[Point annotation records]

** begin **

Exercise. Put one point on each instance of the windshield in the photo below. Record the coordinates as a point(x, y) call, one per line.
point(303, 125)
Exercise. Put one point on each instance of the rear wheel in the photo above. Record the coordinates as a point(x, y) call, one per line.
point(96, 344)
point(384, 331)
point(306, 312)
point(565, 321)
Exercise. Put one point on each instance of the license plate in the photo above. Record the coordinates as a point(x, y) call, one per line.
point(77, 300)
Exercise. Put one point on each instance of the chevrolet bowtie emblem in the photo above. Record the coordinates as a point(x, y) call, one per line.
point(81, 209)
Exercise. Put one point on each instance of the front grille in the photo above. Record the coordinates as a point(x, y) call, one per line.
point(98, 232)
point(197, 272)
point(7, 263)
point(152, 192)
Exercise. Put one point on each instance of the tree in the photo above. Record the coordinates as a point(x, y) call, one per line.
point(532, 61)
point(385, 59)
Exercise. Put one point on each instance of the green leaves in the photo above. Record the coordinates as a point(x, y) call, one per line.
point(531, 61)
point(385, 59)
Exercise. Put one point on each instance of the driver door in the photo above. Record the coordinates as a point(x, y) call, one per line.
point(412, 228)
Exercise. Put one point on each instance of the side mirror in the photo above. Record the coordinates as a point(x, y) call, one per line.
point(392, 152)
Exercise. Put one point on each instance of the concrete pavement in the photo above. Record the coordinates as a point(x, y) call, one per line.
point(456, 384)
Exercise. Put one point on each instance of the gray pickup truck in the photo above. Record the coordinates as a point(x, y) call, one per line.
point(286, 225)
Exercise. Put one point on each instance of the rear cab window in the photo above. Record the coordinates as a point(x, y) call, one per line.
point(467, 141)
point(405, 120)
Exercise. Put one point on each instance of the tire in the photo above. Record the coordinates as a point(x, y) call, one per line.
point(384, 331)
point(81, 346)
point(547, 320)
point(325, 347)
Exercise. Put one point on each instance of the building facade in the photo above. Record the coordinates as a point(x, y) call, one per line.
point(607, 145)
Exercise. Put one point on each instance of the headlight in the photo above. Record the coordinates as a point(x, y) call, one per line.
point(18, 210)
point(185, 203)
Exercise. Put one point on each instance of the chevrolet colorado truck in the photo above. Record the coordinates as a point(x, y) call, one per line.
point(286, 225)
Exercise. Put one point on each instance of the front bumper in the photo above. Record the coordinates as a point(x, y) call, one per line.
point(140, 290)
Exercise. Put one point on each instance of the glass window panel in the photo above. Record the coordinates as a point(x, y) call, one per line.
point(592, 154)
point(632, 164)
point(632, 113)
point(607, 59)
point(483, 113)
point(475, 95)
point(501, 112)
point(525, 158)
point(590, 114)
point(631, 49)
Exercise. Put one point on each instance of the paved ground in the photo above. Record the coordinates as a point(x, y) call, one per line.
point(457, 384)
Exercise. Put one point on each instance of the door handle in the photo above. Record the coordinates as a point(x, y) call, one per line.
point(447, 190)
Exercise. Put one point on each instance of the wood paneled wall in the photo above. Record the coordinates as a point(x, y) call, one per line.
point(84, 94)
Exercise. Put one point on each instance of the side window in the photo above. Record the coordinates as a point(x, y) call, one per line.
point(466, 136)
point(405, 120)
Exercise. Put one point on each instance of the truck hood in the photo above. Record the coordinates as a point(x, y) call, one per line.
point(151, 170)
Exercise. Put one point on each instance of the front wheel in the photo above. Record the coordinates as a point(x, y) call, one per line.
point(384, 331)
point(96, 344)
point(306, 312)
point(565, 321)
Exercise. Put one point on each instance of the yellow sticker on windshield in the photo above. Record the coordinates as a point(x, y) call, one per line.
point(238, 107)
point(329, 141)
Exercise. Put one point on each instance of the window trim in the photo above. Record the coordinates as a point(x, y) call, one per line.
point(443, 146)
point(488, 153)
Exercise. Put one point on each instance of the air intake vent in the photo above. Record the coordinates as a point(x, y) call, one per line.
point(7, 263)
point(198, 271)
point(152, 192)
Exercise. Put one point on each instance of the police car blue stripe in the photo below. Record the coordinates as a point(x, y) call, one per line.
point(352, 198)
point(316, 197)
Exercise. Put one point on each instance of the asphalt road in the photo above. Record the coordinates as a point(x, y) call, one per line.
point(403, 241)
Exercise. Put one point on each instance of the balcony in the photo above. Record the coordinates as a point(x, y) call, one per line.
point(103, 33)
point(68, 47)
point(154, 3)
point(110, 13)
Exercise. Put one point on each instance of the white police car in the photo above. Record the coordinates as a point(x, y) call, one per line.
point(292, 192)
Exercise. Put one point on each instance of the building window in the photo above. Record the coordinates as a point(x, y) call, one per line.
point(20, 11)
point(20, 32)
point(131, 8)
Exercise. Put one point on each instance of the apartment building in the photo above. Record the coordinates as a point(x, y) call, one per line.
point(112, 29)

** end **

[Required work]
Repeat the records above exactly.

[Solution to this exercise]
Exercise. Put one point on each instance of the windshield in the photo below. Record the coordinates as a point(x, y) call, one per line.
point(303, 125)
Exercise. Put one point on each instance of the rear wheel in the photo above. Record the coordinates as a point(x, y) call, one per line.
point(96, 344)
point(384, 331)
point(306, 312)
point(565, 321)
Exercise. Put one point on each instance of the license plate in the photo above. Record the coordinates as a point(x, y) call, one per line.
point(77, 300)
Exercise. Put one point on each instance of the chevrolet bowtie emblem in the photo above. Record the coordinates as a point(x, y) call, one per line.
point(81, 209)
Exercise. Put one point on each instance of the front grille in the photo above. Record the coordinates as a point(x, y) call, one per line.
point(98, 232)
point(197, 272)
point(7, 263)
point(152, 192)
Exercise. Put one point on each instance of the tree in the photo above. Record the coordinates as a point(x, y) call, one per line.
point(532, 61)
point(385, 59)
Exercise. Put one point on each instance of the green leaves in the photo above. Record the coordinates as a point(x, y) call, one per line.
point(531, 61)
point(385, 59)
Exercise. Put one point on each instance of the driver door in the photo above. Record the coordinates as a point(x, y) call, one per line.
point(412, 228)
Exercise. Put one point on each instance of the side mirror in the photo above. Record the coordinates as a point(x, y) call, one per line.
point(392, 152)
Exercise. Put one point on each instance of the concrete pavement in the photo above. Record the coordinates as a point(x, y) call, one per line.
point(456, 384)
Exercise. Put one point on each instance of the gray pickup truck in the photo above. Record the coordinates as a point(x, y) call, one per line.
point(286, 225)
Exercise. Put one point on each instance of the rear cab window in the photo above. Record the coordinates as a point(x, y) call, one per line.
point(467, 141)
point(405, 120)
Exercise. Put one point on each instance of the tire in the photo above. Record the coordinates as a point(x, y) call, one per line.
point(384, 331)
point(81, 346)
point(547, 320)
point(325, 347)
Exercise. Put one point on each instance of the building facade in the photo above. Record the coordinates as a point(x, y) call, one per line.
point(607, 145)
Exercise. Put one point on each instance of the headlight in the photo above. Record the coordinates as a point(x, y) call, one per line.
point(18, 210)
point(185, 203)
Exercise. Put one point on each instance of the chevrolet colorado truck in the photo above. Record the coordinates as a point(x, y) call, one per line.
point(286, 225)
Exercise. Put one point on each instance of the front bumper in the photo above. Record the coordinates as a point(x, y) call, one per line.
point(140, 290)
Exercise. Put one point on each instance of the glass window panel in the photo above. Record the coordinates as a point(x, y) call, one per line.
point(592, 154)
point(632, 164)
point(632, 113)
point(607, 59)
point(483, 113)
point(475, 95)
point(501, 112)
point(525, 158)
point(590, 114)
point(631, 49)
Exercise. Put one point on each instance of the paved ground in the photo above. Record the coordinates as a point(x, y) call, one per line.
point(457, 384)
Exercise. Put one point on each instance of the door handle in the photo above. Record the coordinates as a point(x, y) call, one per line.
point(447, 190)
Exercise. Put one point on each instance of the wood paneled wall in the photo above. Record the coordinates as a point(x, y) call, one per line.
point(84, 94)
Exercise. Put one point on each instance of the side window in the photo above. Record the coordinates as a point(x, y) call, one per line.
point(466, 136)
point(405, 120)
Exercise. Put one point on each instance of the truck hood in the photo above. Record the coordinates as a point(x, y) call, one per line.
point(151, 170)
Exercise. Put one point on each instance of the front wheel in the photo above. Record the coordinates as a point(x, y) call, one per line.
point(384, 331)
point(96, 344)
point(306, 312)
point(565, 321)
Exercise. Put one point on each instance of the yellow sticker on windshield in the photo above. Record the coordinates as a point(x, y) call, one per line.
point(238, 107)
point(329, 141)
Exercise. Put one point on each instance of the window trim in the photo above. Record the coordinates as a point(x, y) call, one per line.
point(443, 146)
point(488, 153)
Exercise. Put one point on each instance of the air intake vent in the photo above. Record the coordinates as a point(x, y) call, one per line.
point(7, 263)
point(198, 271)
point(152, 192)
Exercise. Put one point on each instance of the police car blue stripe in the photo below. Record the coordinates as a point(x, y) call, one per line.
point(352, 198)
point(316, 197)
Exercise. Put one point on each instance of the asphalt road in the photo above. Record the coordinates as a point(x, y) call, one per line.
point(403, 241)
Exercise. Put one point on each instance of the balcony in the photo above. Record the coordinates as a point(x, y) call, one per line.
point(103, 33)
point(68, 47)
point(154, 3)
point(110, 13)
Exercise. Put one point on each instance of the white police car in the photo above. Record the coordinates as a point(x, y) call, one per line.
point(292, 192)
Exercise. Put one point on each instance of the building window in the photo above. Record the coordinates as a point(x, y) call, one per line.
point(20, 11)
point(20, 32)
point(131, 8)
Exercise. Put one point on each instance of the apartment building in the photo above. Record the coordinates as a point(x, y) call, one per line.
point(112, 29)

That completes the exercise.